-- Begin Input --

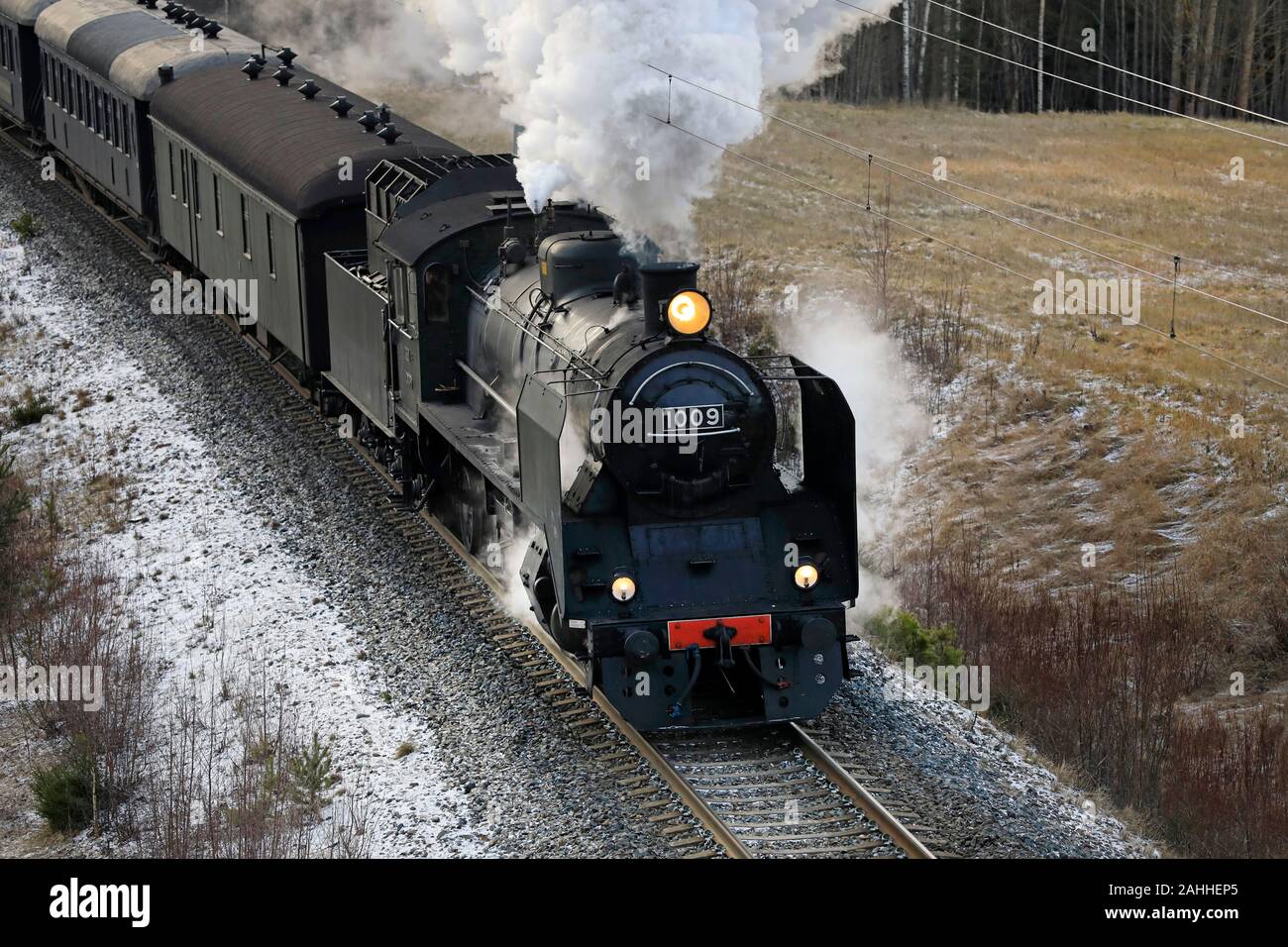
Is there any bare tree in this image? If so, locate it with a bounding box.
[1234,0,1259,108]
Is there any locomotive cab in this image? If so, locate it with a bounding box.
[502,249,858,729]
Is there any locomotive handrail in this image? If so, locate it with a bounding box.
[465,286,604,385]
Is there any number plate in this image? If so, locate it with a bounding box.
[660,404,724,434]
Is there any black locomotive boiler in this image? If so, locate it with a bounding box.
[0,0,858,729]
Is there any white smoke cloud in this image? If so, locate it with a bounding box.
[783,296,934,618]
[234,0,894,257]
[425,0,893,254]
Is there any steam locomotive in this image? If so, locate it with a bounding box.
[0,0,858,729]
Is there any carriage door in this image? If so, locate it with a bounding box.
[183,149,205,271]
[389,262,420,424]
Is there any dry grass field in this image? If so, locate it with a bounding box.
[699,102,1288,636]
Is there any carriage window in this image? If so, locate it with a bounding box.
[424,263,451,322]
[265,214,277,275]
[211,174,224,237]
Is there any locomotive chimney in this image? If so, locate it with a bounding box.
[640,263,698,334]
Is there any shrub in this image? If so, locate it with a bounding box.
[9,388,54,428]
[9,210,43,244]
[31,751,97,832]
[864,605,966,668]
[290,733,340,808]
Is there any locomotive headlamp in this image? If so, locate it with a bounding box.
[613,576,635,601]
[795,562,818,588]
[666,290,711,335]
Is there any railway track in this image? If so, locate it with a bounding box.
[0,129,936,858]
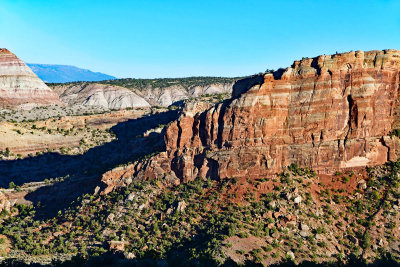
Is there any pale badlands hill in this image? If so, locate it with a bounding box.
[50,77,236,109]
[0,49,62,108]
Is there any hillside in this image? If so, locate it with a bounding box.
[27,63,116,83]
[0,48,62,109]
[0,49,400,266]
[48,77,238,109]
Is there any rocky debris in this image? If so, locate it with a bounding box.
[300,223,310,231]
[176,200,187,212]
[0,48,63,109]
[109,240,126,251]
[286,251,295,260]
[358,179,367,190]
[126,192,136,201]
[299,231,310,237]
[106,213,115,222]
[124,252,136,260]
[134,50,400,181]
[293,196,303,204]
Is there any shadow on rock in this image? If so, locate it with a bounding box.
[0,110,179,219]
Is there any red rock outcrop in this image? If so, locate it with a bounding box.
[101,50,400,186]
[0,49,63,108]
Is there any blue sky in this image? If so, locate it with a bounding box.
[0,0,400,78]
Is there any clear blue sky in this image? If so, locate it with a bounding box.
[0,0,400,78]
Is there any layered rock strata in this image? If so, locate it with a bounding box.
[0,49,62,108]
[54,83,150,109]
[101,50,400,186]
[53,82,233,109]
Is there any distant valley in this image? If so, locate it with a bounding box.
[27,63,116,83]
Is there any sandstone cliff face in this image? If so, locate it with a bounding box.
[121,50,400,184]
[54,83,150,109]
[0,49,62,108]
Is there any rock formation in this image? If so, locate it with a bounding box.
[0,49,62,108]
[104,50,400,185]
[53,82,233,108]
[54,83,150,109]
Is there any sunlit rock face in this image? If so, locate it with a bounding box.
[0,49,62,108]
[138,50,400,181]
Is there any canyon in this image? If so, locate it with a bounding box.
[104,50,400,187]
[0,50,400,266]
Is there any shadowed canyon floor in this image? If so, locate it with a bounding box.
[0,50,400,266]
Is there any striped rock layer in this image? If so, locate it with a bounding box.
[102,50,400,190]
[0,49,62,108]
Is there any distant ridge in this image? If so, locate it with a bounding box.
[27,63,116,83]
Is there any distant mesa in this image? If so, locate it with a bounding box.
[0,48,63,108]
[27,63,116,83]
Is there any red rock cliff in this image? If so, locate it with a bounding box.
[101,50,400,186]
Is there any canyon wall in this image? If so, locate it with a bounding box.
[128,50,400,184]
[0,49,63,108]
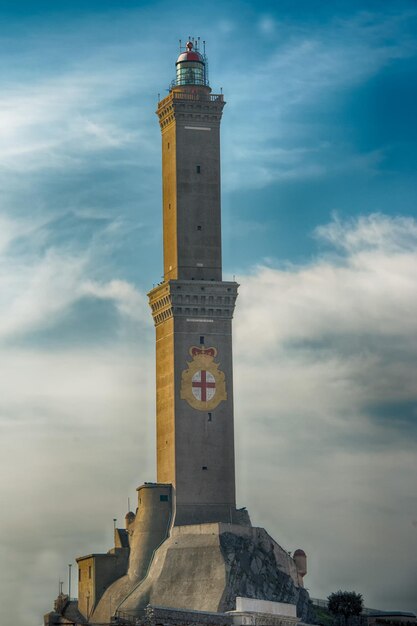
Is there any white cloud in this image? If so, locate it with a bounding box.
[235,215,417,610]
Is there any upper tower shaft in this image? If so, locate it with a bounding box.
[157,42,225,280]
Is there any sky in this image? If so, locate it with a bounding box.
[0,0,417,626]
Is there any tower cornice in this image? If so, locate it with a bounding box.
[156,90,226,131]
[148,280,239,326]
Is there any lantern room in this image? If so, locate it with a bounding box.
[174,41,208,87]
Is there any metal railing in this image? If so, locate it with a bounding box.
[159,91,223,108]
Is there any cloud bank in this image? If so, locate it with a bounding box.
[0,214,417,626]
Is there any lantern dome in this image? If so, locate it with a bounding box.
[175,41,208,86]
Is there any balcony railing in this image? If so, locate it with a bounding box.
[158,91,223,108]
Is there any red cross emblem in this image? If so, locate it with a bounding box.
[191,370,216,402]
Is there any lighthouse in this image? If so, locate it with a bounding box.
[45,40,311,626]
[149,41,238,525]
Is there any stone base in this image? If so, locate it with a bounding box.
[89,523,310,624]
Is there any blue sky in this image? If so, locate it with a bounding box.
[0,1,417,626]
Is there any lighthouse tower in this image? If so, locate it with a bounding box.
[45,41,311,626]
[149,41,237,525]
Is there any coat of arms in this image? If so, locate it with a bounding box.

-- End Input --

* Short exercise:
Set out every line of the items above as a JSON list of strings, one string per line, skipping any blank lines. Leave the pictures out of the list.

* Exercise result:
[
  "Is there any bare tree in this image? If so, locate it with a bounding box.",
  "[1234,0,1259,108]",
  "Is there any locomotive cab in this image? If so, locate it with a bounding box.",
  "[502,249,858,729]",
  "Is there any locomotive handrail in this image? If so, locate it with a bounding box.",
  "[465,286,604,385]",
  "Is there any number plate in this image? If so, locate it with a bounding box.",
  "[660,404,724,434]",
  "Is there any black locomotive boiler in this image? If so, locate it with a bounding box.",
  "[0,0,858,729]",
  "Is there any white smoke cloud in this image? If so, locate it with a bounding box.",
  "[783,296,934,618]",
  "[234,0,894,257]",
  "[425,0,893,254]",
  "Is there any steam locomotive in this image? If so, locate it with a bounding box.",
  "[0,0,858,729]",
  "Is there any carriage door in this image? If so, locate it with a bounding box.",
  "[183,149,205,271]",
  "[389,262,420,424]",
  "Is there any dry grass field in this image? If so, locate it with a bounding box.",
  "[699,102,1288,636]",
  "Is there any carriage window in this image? If so, locate it with a bounding box.",
  "[424,263,451,322]",
  "[265,214,277,275]",
  "[211,174,224,237]",
  "Is there any locomotive chimney in this image? If so, locate it with a bounding box.",
  "[640,263,698,334]",
  "Is there any shrub in this image? If so, locate it with a bounding box.",
  "[9,388,54,428]",
  "[9,210,43,244]",
  "[31,751,97,832]",
  "[864,605,966,668]",
  "[290,733,340,808]",
  "Is there any locomotive headlamp in this image? If so, locate it with a bounding box.",
  "[613,576,635,601]",
  "[795,562,818,588]",
  "[666,290,711,335]",
  "Is there any railway track in this image? If so, locate it with a bounding box.",
  "[0,129,936,858]",
  "Is there any pale badlands hill in this image? If so, locate it with a bounding box.",
  "[50,77,236,109]",
  "[0,49,62,108]",
  "Is there any hillside in this image? If so, locate it with a bounding box.",
  "[27,63,116,83]",
  "[0,48,62,109]",
  "[0,49,400,266]",
  "[48,77,238,109]",
  "Is there any rocky debris in this image? If so, locate it with a bounding box.",
  "[300,223,310,231]",
  "[176,200,187,212]",
  "[0,48,63,109]",
  "[109,240,126,251]",
  "[286,251,295,260]",
  "[358,179,367,190]",
  "[126,192,136,201]",
  "[299,231,310,237]",
  "[106,213,115,222]",
  "[124,252,136,260]",
  "[134,50,400,181]",
  "[293,196,303,204]",
  "Is there any shadow on rock in this image? If so, locate it with a bounding box.",
  "[0,110,179,219]",
  "Is there any red rock outcrop in this image? If so, locate it with a bounding box.",
  "[101,50,400,186]",
  "[0,49,63,108]",
  "Is there any blue sky in this image? If so, locate it with a bounding box.",
  "[0,0,400,78]",
  "Is there any clear blue sky in this image? If so, locate it with a bounding box.",
  "[0,0,400,78]",
  "Is there any layered rock strata in this image? If so, locate it with a bounding box.",
  "[0,49,62,108]",
  "[54,83,150,109]",
  "[101,50,400,186]",
  "[53,82,233,109]",
  "Is there any distant valley in this image? If so, locate it with a bounding box.",
  "[27,63,116,83]",
  "Is there any sandstone cliff face in this image? If so, locate it with a bounding box.",
  "[121,50,400,184]",
  "[54,83,150,109]",
  "[0,49,62,108]",
  "Is there any rock formation in this image? If so, locate it with a bounding box.",
  "[0,49,62,108]",
  "[104,50,400,185]",
  "[53,82,233,108]",
  "[54,83,150,109]",
  "Is there any sunlit rock face in this image? If so, locate it with a bounding box.",
  "[0,49,62,108]",
  "[138,50,400,181]",
  "Is there any canyon in this image? If so, locate it with a bounding box.",
  "[104,50,400,187]",
  "[0,50,400,266]",
  "Is there any shadowed canyon floor in this image? If so, locate it with a bounding box.",
  "[0,50,400,266]",
  "Is there any striped rock layer in this image? If so, locate it with a bounding box.",
  "[102,50,400,190]",
  "[0,49,62,108]",
  "Is there any distant ridge in this image? If so, locate it with a bounding box.",
  "[27,63,116,83]",
  "Is there any distant mesa in this image? If so, locate it with a bounding box.",
  "[0,48,63,108]",
  "[27,63,116,83]",
  "Is there any red rock cliff in this image? If so, locate it with a bounding box.",
  "[101,50,400,186]",
  "Is there any canyon wall in this image? If so, locate it with a bounding box.",
  "[128,50,400,184]",
  "[0,49,63,108]",
  "Is there any white cloud in this image? If so, locate it with a bounding box.",
  "[235,215,417,610]",
  "Is there any upper tower shaft in this image? If so, locate it with a bounding box.",
  "[157,42,225,280]",
  "Is there any sky in this image? If so, locate it with a bounding box.",
  "[0,0,417,626]",
  "Is there any tower cornice in this image? If so, locate it with a bounding box.",
  "[156,90,226,131]",
  "[148,280,239,326]",
  "Is there any lantern room in this image? If so, locate it with a bounding box.",
  "[174,41,208,87]",
  "Is there any metal railing in this image? If so, locate it with a bounding box.",
  "[159,91,223,108]",
  "Is there any cloud bank in this image? If so, locate it with a bounding box.",
  "[0,214,417,626]",
  "Is there any lantern dome in this image? If so, locate it with a bounding box.",
  "[175,41,208,86]",
  "Is there any balcony railing in this image? If so, locate it with a bounding box.",
  "[158,91,223,108]",
  "Is there any red cross emblem in this image? If so, locate it with a bounding box.",
  "[191,370,216,402]",
  "Is there any lighthouse in this image? If so, locate it with a bounding box.",
  "[45,40,311,626]",
  "[149,41,238,525]",
  "Is there any stone base in this image? If so, locate it with a bounding box.",
  "[89,523,310,624]",
  "Is there any blue sky in this image? If so, locate it with a bounding box.",
  "[0,1,417,626]",
  "Is there any lighthouse tower in this image? If so, locate it with a bounding box.",
  "[45,41,311,626]",
  "[149,41,237,525]",
  "Is there any coat of arms in this image? If so, locate it with a bounding box."
]